Exercise objective:
Without altering anything, output the material below.
----- Excerpted records -----
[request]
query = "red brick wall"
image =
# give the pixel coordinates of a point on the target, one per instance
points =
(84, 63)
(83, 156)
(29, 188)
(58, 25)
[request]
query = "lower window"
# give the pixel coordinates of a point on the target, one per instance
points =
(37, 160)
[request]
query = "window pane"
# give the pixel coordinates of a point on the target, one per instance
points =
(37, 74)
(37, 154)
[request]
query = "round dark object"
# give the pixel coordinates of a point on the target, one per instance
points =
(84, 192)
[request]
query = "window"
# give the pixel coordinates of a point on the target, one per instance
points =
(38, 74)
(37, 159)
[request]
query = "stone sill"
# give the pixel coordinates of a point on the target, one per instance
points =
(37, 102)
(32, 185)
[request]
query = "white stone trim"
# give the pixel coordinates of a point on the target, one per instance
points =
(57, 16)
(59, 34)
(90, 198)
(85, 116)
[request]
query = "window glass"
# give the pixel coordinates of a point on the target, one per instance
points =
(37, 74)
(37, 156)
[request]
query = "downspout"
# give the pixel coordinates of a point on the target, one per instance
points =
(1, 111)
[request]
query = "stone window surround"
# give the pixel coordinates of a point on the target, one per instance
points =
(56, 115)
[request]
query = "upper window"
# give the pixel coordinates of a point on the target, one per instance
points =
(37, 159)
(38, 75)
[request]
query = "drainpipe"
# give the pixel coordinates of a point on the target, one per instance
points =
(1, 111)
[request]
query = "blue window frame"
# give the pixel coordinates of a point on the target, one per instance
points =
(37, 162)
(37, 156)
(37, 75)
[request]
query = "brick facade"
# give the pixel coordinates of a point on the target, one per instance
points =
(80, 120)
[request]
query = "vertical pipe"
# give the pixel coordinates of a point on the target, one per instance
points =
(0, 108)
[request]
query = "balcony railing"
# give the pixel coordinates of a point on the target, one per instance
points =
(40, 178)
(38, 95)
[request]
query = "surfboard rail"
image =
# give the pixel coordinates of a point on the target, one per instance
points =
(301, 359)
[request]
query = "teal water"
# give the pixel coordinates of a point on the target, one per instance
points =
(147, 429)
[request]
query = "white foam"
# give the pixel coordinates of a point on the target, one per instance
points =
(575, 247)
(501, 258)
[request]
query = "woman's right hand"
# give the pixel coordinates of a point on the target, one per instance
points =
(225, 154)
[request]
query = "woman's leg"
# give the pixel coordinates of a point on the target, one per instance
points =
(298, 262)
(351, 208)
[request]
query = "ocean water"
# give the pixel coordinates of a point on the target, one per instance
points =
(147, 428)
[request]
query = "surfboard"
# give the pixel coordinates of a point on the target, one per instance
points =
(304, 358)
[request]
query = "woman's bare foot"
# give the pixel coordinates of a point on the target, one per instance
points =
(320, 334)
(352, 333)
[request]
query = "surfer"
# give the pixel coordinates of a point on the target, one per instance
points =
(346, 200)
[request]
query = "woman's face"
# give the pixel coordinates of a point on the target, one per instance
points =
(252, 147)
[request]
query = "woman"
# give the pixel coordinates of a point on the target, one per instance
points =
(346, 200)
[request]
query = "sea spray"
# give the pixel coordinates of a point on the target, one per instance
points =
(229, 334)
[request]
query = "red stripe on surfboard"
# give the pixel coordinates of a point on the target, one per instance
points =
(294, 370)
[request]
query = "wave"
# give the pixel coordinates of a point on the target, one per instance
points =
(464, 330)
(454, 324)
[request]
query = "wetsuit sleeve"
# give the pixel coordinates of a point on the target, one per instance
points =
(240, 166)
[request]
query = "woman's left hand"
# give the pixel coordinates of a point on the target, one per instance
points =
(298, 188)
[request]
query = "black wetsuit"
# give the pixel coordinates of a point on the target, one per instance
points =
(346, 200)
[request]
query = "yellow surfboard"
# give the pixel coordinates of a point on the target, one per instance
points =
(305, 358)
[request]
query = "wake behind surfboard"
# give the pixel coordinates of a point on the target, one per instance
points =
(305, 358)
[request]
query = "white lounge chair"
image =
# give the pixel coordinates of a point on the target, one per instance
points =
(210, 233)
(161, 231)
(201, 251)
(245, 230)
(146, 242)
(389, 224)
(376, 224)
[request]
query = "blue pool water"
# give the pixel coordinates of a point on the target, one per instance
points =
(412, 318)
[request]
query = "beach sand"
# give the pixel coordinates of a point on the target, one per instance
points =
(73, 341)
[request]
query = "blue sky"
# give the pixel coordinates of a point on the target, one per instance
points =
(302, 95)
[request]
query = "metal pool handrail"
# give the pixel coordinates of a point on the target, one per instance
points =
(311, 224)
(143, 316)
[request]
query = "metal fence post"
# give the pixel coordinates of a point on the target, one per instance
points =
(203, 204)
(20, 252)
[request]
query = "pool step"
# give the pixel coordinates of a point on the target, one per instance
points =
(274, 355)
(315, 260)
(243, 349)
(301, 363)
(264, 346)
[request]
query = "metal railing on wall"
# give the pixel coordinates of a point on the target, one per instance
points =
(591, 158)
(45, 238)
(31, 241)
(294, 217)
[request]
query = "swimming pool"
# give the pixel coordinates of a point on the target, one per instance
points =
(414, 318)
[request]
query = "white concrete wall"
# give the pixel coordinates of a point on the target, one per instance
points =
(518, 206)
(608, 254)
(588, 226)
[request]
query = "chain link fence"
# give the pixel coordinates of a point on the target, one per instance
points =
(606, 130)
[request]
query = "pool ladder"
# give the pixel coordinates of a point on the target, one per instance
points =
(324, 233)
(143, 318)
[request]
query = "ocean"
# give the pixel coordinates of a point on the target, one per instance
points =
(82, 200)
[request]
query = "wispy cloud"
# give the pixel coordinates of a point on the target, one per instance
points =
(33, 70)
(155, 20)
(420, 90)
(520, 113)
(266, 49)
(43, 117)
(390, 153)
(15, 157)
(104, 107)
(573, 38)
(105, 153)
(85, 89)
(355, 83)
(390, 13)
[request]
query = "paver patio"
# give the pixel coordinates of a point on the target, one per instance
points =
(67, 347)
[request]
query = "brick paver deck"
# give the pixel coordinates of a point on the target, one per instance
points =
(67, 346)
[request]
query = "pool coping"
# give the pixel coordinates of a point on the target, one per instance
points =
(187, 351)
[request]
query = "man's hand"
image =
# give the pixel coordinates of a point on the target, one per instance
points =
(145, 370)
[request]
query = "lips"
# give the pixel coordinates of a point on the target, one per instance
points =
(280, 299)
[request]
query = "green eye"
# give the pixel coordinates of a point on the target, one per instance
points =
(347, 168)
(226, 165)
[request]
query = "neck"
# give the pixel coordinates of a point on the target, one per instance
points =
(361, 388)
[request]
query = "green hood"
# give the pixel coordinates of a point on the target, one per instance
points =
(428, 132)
-----
Exercise response:
[request]
query = "red brick wall"
image =
# give the pixel coordinates of a point on the target, one per instance
points =
(84, 63)
(83, 156)
(29, 188)
(58, 25)
[request]
query = "lower window"
# give the pixel coordinates of a point on the target, one per instance
points =
(37, 160)
[request]
query = "window pane"
# give the pixel coordinates of a point on the target, one per instance
points =
(37, 74)
(37, 154)
[request]
query = "round dark object"
# give the pixel coordinates of a point on the target, one per instance
points =
(84, 192)
[request]
query = "window"
# give the pixel coordinates of a point on the target, one per instance
points =
(38, 74)
(37, 159)
[request]
query = "stone sill"
# give the pixel coordinates of a point on the target, one per instance
points =
(37, 102)
(32, 185)
[request]
query = "white stone trim"
# give the pixel coordinates of a point on the target, one per instance
points =
(57, 16)
(59, 34)
(90, 198)
(85, 116)
[request]
query = "window glass"
# give the pixel coordinates of a point on the target, one per instance
points =
(37, 74)
(37, 156)
[request]
query = "downspout"
# give the pixel coordinates of a point on the target, one per instance
points =
(1, 111)
[request]
query = "stone window surround"
# give the pixel coordinates of a point on the target, one per instance
points =
(56, 115)
[request]
query = "upper window"
# give the pixel coordinates of a point on the target, one per instance
points =
(37, 159)
(38, 75)
[request]
query = "drainpipe"
# give the pixel coordinates of a point on the target, one per instance
points =
(1, 111)
[request]
query = "blue window frame"
# give the pixel coordinates of a point on the target, one per instance
points =
(37, 162)
(37, 156)
(37, 75)
[request]
query = "brick facade"
# give the pixel coordinates of a point on the target, one per instance
points =
(80, 120)
[request]
query = "vertical pipe"
# give the pixel coordinates of a point on the target, one per instance
points =
(0, 108)
[request]
query = "balcony railing"
# give the pixel coordinates of a point on the target, one per instance
points =
(40, 178)
(38, 95)
[request]
query = "surfboard rail"
image =
# give the pixel coordinates of a point on the target, one per instance
points =
(301, 359)
[request]
query = "teal water"
# give the pixel coordinates of a point on the target, one per instance
points =
(147, 429)
[request]
query = "white foam"
# give the pixel coordinates of a point on the target, one per instance
points =
(575, 247)
(501, 258)
[request]
query = "woman's right hand"
# give the pixel coordinates of a point on the target, one per instance
points =
(225, 154)
[request]
query = "woman's leg"
# give the pixel coordinates of a point on the target, one per instance
points =
(298, 262)
(351, 208)
[request]
query = "ocean water"
# give the pixel coordinates of a point on the target, one per instance
points =
(147, 428)
[request]
query = "surfboard"
# give the pixel coordinates of a point on the target, one per instance
points =
(304, 358)
[request]
query = "woman's bare foot"
# give the pixel coordinates of a point on the target, one per instance
points =
(320, 334)
(352, 333)
[request]
query = "surfer"
# give the pixel coordinates of a point on the target, one per instance
points =
(346, 200)
[request]
query = "woman's face"
# give the pixel coordinates of a point on the target, one per instance
points =
(252, 147)
[request]
query = "woman"
# give the pixel coordinates of a point on the target, one per instance
points =
(346, 200)
[request]
query = "sea spray"
# give the pixel coordinates of a point on the target, one per instance
points =
(229, 334)
[request]
query = "red stripe on surfboard"
# give the pixel coordinates of a point on the target, one per instance
points =
(294, 370)
[request]
query = "wave"
# give the pixel coordinates of a point on the target, one per instance
points =
(464, 330)
(454, 324)
[request]
query = "wetsuit sleeve"
# give the pixel coordinates of a point on the target, one per instance
points =
(240, 166)
[request]
query = "woman's left hand"
# give the pixel coordinates of a point on the target, one per instance
points =
(298, 188)
[request]
query = "black wetsuit"
# give the pixel coordinates of a point on the target, one per instance
points =
(346, 200)
[request]
query = "yellow surfboard"
# give the pixel coordinates of a point on the target, one per instance
points =
(305, 358)
[request]
query = "wake behind surfboard"
# give the pixel coordinates of a point on the target, one per instance
points =
(305, 358)
[request]
query = "white lounge chair"
image =
# give the pixel coordinates of a point on the target, one per instance
points =
(210, 233)
(161, 231)
(201, 251)
(245, 230)
(146, 242)
(389, 224)
(376, 224)
[request]
query = "blue pool water"
# give the pixel coordinates of a point on the target, one per instance
points =
(412, 318)
[request]
query = "beach sand"
# give the pixel coordinates of a point on the target, one per instance
points =
(73, 341)
[request]
query = "blue sky"
# give the pixel coordinates of a point on the target, one per instance
points =
(302, 95)
[request]
query = "metal pool handrail"
# give the pixel coordinates of a point on the target, one per instance
points =
(311, 224)
(143, 316)
[request]
query = "metal fence post"
# give the pixel coordinates of a point on the target, one per instance
points =
(203, 204)
(20, 252)
[request]
query = "pool step"
# give the pixel coordinates of a point on the target, one per instance
points =
(274, 355)
(315, 260)
(243, 349)
(301, 363)
(264, 346)
[request]
query = "metal railing on wall"
# give the pixel coordinates of a point on the target, one per instance
points =
(591, 158)
(45, 238)
(31, 241)
(294, 217)
[request]
query = "swimming pool"
# give the pixel coordinates of a point on the target, one per instance
points =
(414, 318)
[request]
query = "white concrete wall"
# give the pixel coordinates of a point on the target, one per instance
points =
(518, 206)
(608, 254)
(588, 226)
[request]
query = "chain link fence"
# give the pixel coordinates of a point on the target, one per instance
points =
(606, 130)
[request]
query = "pool ladder"
# give the pixel coordinates of a point on the target, one per instance
points =
(324, 233)
(143, 318)
[request]
query = "ocean"
# give the pixel coordinates of a point on the target, one per instance
points =
(82, 200)
[request]
query = "wispy cloud"
# give the pixel coordinates of a point on the target, one per instance
points =
(33, 70)
(155, 20)
(420, 90)
(520, 113)
(266, 49)
(43, 117)
(390, 153)
(15, 157)
(104, 107)
(573, 38)
(105, 153)
(85, 89)
(355, 83)
(390, 13)
[request]
query = "paver patio"
# give the pixel coordinates of a point on the target, one per instance
points =
(67, 347)
[request]
query = "brick paver deck"
# give the pixel coordinates of a point on the target, one per instance
points =
(67, 346)
[request]
query = "pool coping"
# give the pixel coordinates of a point on the target, one per instance
points =
(187, 351)
[request]
query = "man's hand"
image =
# give the pixel coordinates of a point on the target, one per instance
points =
(145, 370)
[request]
query = "lips"
# give the pixel coordinates of a point on the target, one per instance
points =
(280, 299)
[request]
query = "green eye"
# give the pixel coordinates of a point on the target, one per instance
points =
(347, 168)
(226, 165)
[request]
query = "neck"
# give the pixel coordinates of a point on the target, one per instance
points =
(361, 388)
[request]
query = "green hood"
# give the pixel coordinates of a point on the target, one per instance
points =
(428, 132)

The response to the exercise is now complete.